(Stated goal): Reproduce every one of the items below word for word, with each line unchanged.

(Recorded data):

::::::

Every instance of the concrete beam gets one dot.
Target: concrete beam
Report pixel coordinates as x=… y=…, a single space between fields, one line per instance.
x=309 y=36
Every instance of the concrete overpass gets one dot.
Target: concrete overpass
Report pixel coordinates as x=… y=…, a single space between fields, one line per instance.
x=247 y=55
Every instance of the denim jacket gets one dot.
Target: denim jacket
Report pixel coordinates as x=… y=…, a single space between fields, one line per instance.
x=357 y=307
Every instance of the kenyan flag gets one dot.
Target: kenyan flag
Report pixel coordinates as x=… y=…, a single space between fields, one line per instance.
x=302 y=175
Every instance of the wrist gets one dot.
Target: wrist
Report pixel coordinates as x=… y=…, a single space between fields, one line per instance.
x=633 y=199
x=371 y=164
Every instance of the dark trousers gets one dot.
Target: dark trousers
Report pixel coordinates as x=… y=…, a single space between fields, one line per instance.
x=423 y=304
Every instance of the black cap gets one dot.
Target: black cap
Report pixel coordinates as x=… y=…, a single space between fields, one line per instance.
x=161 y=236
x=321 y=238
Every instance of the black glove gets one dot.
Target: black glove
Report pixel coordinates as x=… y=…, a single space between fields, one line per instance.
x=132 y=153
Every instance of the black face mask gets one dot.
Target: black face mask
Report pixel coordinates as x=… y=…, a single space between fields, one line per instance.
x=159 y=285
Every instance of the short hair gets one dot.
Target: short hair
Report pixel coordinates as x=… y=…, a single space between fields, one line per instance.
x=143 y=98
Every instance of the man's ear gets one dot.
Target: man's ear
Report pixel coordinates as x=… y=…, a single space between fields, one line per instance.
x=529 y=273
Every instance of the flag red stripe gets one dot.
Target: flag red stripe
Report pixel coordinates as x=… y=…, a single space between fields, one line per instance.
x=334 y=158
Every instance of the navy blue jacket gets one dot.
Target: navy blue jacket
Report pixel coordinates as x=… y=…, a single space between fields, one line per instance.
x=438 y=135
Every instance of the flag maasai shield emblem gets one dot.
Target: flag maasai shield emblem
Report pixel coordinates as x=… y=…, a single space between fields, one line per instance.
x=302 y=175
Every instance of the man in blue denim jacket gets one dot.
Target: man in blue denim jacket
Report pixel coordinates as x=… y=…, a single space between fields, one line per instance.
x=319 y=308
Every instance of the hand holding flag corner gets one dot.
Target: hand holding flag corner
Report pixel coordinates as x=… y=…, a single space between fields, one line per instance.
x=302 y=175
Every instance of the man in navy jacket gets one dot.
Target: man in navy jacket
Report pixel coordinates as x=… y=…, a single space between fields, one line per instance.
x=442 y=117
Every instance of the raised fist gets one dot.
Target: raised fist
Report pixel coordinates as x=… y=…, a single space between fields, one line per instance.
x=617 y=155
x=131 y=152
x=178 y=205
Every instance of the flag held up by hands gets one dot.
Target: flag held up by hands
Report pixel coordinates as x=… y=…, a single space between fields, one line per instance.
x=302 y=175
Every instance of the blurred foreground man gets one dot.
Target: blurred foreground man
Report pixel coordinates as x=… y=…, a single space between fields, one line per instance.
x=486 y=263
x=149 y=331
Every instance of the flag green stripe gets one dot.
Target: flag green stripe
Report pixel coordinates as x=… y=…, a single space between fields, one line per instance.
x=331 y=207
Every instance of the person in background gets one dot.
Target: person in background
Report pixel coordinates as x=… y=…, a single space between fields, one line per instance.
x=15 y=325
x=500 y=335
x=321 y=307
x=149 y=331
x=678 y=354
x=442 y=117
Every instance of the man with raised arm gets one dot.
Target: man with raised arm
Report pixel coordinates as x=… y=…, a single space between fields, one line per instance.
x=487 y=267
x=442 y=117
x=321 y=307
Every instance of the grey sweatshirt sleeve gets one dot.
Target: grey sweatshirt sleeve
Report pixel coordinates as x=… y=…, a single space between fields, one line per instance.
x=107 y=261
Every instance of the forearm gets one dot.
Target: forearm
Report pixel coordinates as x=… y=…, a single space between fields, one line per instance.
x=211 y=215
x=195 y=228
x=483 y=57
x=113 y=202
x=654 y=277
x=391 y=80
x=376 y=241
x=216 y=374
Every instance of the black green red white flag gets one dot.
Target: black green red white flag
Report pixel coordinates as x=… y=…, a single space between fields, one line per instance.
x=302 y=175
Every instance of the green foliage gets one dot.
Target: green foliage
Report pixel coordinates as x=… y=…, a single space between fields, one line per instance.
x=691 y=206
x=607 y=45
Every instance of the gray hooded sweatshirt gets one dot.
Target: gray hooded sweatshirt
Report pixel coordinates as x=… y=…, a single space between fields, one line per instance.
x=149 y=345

::::::

(Response to this task):
Every instance of the concrete beam gets one dot.
Target: concrete beam
Report pixel coordinates as x=… y=…, a single space between fields, one line per instance.
x=309 y=36
Every instance of the concrete overpass gets one dot.
Target: concrete overpass
Report pixel coordinates as x=… y=…, a single space between fields, one line per instance.
x=247 y=55
Every instance of the denim jacket gets one dot.
Target: denim jacket
Report pixel coordinates as x=… y=…, a single space between fields, one line per instance.
x=357 y=307
Every instance of the kenyan flag gets one dot.
Target: kenyan flag
Report pixel coordinates as x=… y=…, a single space between fields, one line per instance.
x=302 y=175
Every instance of the wrist gets one dot.
Target: wrist
Report pixel coordinates as x=… y=…, a single space between fields, one line per instance.
x=633 y=199
x=371 y=164
Every instance of the dark trousers gets one dot.
Target: dark trousers
Report pixel coordinates as x=… y=…, a single space between fields, one line per instance.
x=423 y=304
Every instance of the black cap gets one dot.
Target: black cap
Report pixel coordinates as x=… y=…, a single space between fields, one line per instance.
x=161 y=236
x=321 y=238
Every instance of the black glove gets one dot.
Target: black glove
Report pixel coordinates as x=… y=…, a single space between fields, one line per instance.
x=132 y=153
Every instance of the black face mask gets one dot.
Target: black face mask
Report pixel coordinates as x=… y=…, a single space between fields, one line per instance.
x=159 y=285
Every instance of the short hair gets one dot.
Target: short hair
Report pixel coordinates as x=… y=…, a single space between fields, one line per instance.
x=143 y=98
Every instance of the man's ear gets one dot.
Target: man's ear
Report pixel coordinates as x=… y=…, a single space between fields, one line per instance.
x=529 y=273
Every instance of the flag red stripe gets one dot.
Target: flag red stripe
Report pixel coordinates as x=… y=…, a single space between fields, one line per instance.
x=334 y=158
Every instance of the navy blue jacket gets one dot.
Target: navy blue jacket
Report pixel coordinates as x=… y=…, a single space between fields, one line per instance.
x=438 y=135
Every instance of the flag maasai shield emblem gets one dot.
Target: flag maasai shield emblem
Report pixel coordinates as x=… y=…, a single space between fields, one line per instance.
x=302 y=175
Every instance of the man in blue denim jacket gets one dot.
Target: man in blue denim jacket
Report pixel coordinates as x=… y=…, a single space between fields, one line per instance.
x=319 y=308
Every instance of the hand holding flag corner gets one dot.
Target: hand holding flag corner
Report pixel coordinates as x=… y=…, a single space between fields, one line per instance.
x=302 y=175
Every instance of the man in navy jacket gets one dot.
Target: man in navy jacket
Report pixel coordinates as x=… y=…, a single space between fields, one line per instance.
x=442 y=117
Every instance of the raised fist gets one dot.
Target: raised fist
Report pixel coordinates as x=… y=…, a single space between fields, one line per instance.
x=617 y=155
x=131 y=152
x=178 y=205
Every instance of the flag held up by hands gets one dot.
Target: flag held up by hands
Report pixel coordinates as x=… y=…, a single space between fields, one line per instance.
x=302 y=175
Every instance of the blurred foreground man gets one dot.
Target: blurred foreground man
Report pixel coordinates as x=… y=…, a single space between fields, one line per instance.
x=486 y=263
x=149 y=331
Every instance of the flag green stripe gets one dot.
Target: flag green stripe
Report pixel coordinates as x=… y=…, a single space between fields, one line per instance.
x=331 y=207
Every instance of the person in background gets one dot.
Target: person in background
Report pixel coordinates as x=… y=…, a single space between fields, one line per instance.
x=15 y=325
x=500 y=335
x=321 y=307
x=149 y=331
x=678 y=354
x=442 y=117
Every instance of the man with raised arm gets one dot.
Target: man with raised arm
Report pixel coordinates as x=… y=…, a single space between fields, one line per instance.
x=487 y=267
x=442 y=117
x=321 y=307
Every instance of the grey sweatshirt sleeve gets one dot.
Target: grey sweatshirt sleeve
Report pixel coordinates as x=… y=…, a single space between fields, one line per instance.
x=107 y=261
Every instance of the forearm gets one dot.
Target: forearm
Report pixel coordinates as x=… y=…, a single space between fields, one line per instance.
x=211 y=215
x=195 y=228
x=483 y=57
x=113 y=202
x=654 y=277
x=391 y=80
x=376 y=241
x=216 y=374
Every instance of the black green red white flag gets one dot.
Target: black green red white flag
Report pixel coordinates as x=… y=…, a single space between fields, one line per instance.
x=302 y=175
Every instance of the green foliage gets one dot.
Target: green foliage
Report pixel coordinates as x=… y=…, a single space between fields, one line per instance.
x=691 y=206
x=607 y=45
Every instance of the gray hooded sweatshirt gets one dot.
Target: gray hooded sweatshirt
Report pixel coordinates as x=… y=…, a single space between fields, one line per instance.
x=149 y=345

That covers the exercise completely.